--- Data shown ---

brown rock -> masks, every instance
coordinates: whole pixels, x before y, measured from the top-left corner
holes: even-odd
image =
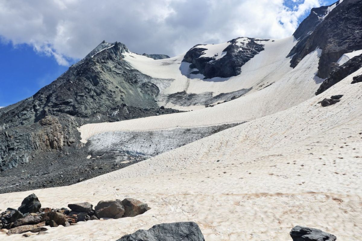
[[[134,198],[125,198],[122,201],[125,207],[125,213],[123,217],[134,217],[144,213],[150,208],[147,203]]]
[[[39,227],[39,228],[36,228],[32,230],[30,230],[30,232],[32,233],[38,233],[39,232],[42,232],[45,231],[47,231],[48,229],[46,228],[45,228],[44,227]]]
[[[12,234],[19,234],[20,233],[26,233],[26,232],[31,231],[31,230],[39,228],[39,227],[43,227],[45,225],[45,224],[43,222],[38,223],[37,224],[20,226],[18,227],[13,228],[9,229],[9,231],[8,231],[7,234],[8,235],[10,235]]]
[[[26,217],[19,219],[16,221],[13,225],[13,227],[15,228],[19,226],[27,224],[33,224],[39,223],[41,221],[41,218],[38,216],[33,216],[30,215]]]
[[[66,222],[68,222],[68,218],[67,216],[60,212],[50,212],[48,214],[50,224],[50,227],[52,227],[51,225],[55,225],[54,223],[58,225],[63,225],[65,226]],[[54,221],[51,222],[51,221]],[[57,227],[54,225],[54,227]]]

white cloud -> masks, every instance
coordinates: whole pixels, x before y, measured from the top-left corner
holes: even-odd
[[[83,57],[103,39],[133,52],[174,55],[198,43],[291,35],[320,0],[3,0],[0,36],[54,56]]]

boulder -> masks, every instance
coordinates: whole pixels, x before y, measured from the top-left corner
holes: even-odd
[[[362,82],[362,75],[353,77],[353,80],[351,82],[351,84],[355,84],[356,83]]]
[[[12,234],[19,234],[26,233],[26,232],[31,231],[35,229],[37,229],[39,227],[42,227],[45,226],[45,223],[44,222],[38,223],[37,224],[34,224],[33,225],[23,225],[20,226],[18,227],[13,228],[10,229],[8,231],[8,235]]]
[[[48,213],[47,216],[49,218],[49,225],[51,227],[57,227],[59,225],[65,227],[68,222],[67,215],[60,212],[52,211]]]
[[[70,223],[74,223],[82,222],[90,220],[90,217],[88,214],[85,212],[71,212],[68,216],[71,218]]]
[[[290,233],[293,241],[335,241],[337,237],[334,235],[321,230],[296,226]]]
[[[85,212],[89,215],[94,214],[93,211],[93,205],[89,202],[83,202],[80,203],[68,204],[68,207],[74,212]]]
[[[339,100],[342,98],[343,95],[332,95],[331,96],[331,98],[333,100]]]
[[[122,204],[125,207],[122,218],[134,217],[150,209],[147,203],[134,198],[125,198],[122,201]]]
[[[321,105],[323,107],[326,107],[334,105],[340,101],[340,100],[334,100],[332,99],[327,99],[325,98],[323,100],[319,103],[320,103]]]
[[[21,202],[21,206],[18,209],[23,214],[37,212],[40,211],[42,205],[36,195],[33,193],[26,197]]]
[[[48,229],[44,227],[39,227],[37,228],[32,230],[30,230],[30,232],[32,233],[38,233],[39,232],[43,232],[45,231],[47,231]]]
[[[121,200],[100,201],[94,209],[98,218],[120,218],[125,213],[125,208]]]
[[[12,210],[10,213],[7,215],[6,218],[8,220],[8,223],[13,223],[24,216],[24,215],[20,211],[17,210]]]
[[[41,217],[39,216],[28,215],[16,221],[13,224],[13,227],[14,228],[27,224],[36,224],[40,223],[41,220]]]
[[[205,241],[198,225],[193,222],[163,223],[148,230],[140,229],[117,241]]]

---

(Requirements): Set down nothing but the lines from the one with "white cloud -> masks, every instance" through the end of the records, keeping each line exactly as written and including both ends.

(Exercise output):
white cloud -> masks, every instance
coordinates: whole pixels, x before y, measured from the top-left corner
holes: even-odd
[[[83,57],[103,39],[133,52],[174,55],[198,43],[291,35],[320,0],[3,0],[0,36],[54,56]]]

boulder -> masks, every instance
coordinates: whole pixels, x before y, measured from the top-left corner
holes: even-odd
[[[362,82],[362,75],[353,77],[353,80],[351,82],[351,84],[355,84],[356,83]]]
[[[12,234],[19,234],[26,233],[26,232],[31,231],[35,229],[37,229],[39,227],[42,227],[45,226],[45,223],[44,222],[38,223],[37,224],[34,224],[33,225],[23,225],[20,226],[18,227],[13,228],[10,229],[8,231],[8,235]]]
[[[48,213],[47,216],[49,218],[49,225],[51,227],[57,227],[59,225],[65,227],[68,222],[67,215],[60,212],[52,211]]]
[[[70,223],[74,223],[82,222],[90,220],[90,217],[88,214],[85,212],[71,212],[68,216],[71,218]]]
[[[290,233],[293,241],[335,241],[337,237],[334,235],[321,230],[296,226]]]
[[[85,212],[89,215],[94,214],[93,211],[93,205],[89,202],[83,202],[80,203],[68,204],[68,207],[74,212]]]
[[[339,100],[342,98],[343,95],[332,95],[331,96],[331,98],[333,100]]]
[[[122,204],[125,207],[122,218],[134,217],[150,209],[147,203],[134,198],[125,198],[122,201]]]
[[[321,105],[323,107],[326,107],[334,105],[340,101],[340,100],[334,100],[332,99],[327,99],[325,98],[323,100],[319,103],[320,103]]]
[[[21,202],[21,206],[18,209],[23,214],[37,212],[40,211],[42,205],[36,195],[33,193],[26,197]]]
[[[48,229],[44,227],[39,227],[37,228],[32,230],[30,230],[30,232],[32,233],[38,233],[39,232],[43,232],[45,231],[47,231]]]
[[[121,200],[100,201],[94,209],[98,218],[120,218],[125,213],[125,208]]]
[[[12,210],[10,213],[7,215],[6,218],[8,220],[8,223],[13,223],[24,216],[24,215],[20,211],[17,210]]]
[[[41,217],[39,216],[28,215],[16,221],[13,224],[13,227],[14,228],[27,224],[36,224],[40,223],[41,220]]]
[[[205,241],[198,225],[193,222],[163,223],[148,230],[140,229],[117,241]]]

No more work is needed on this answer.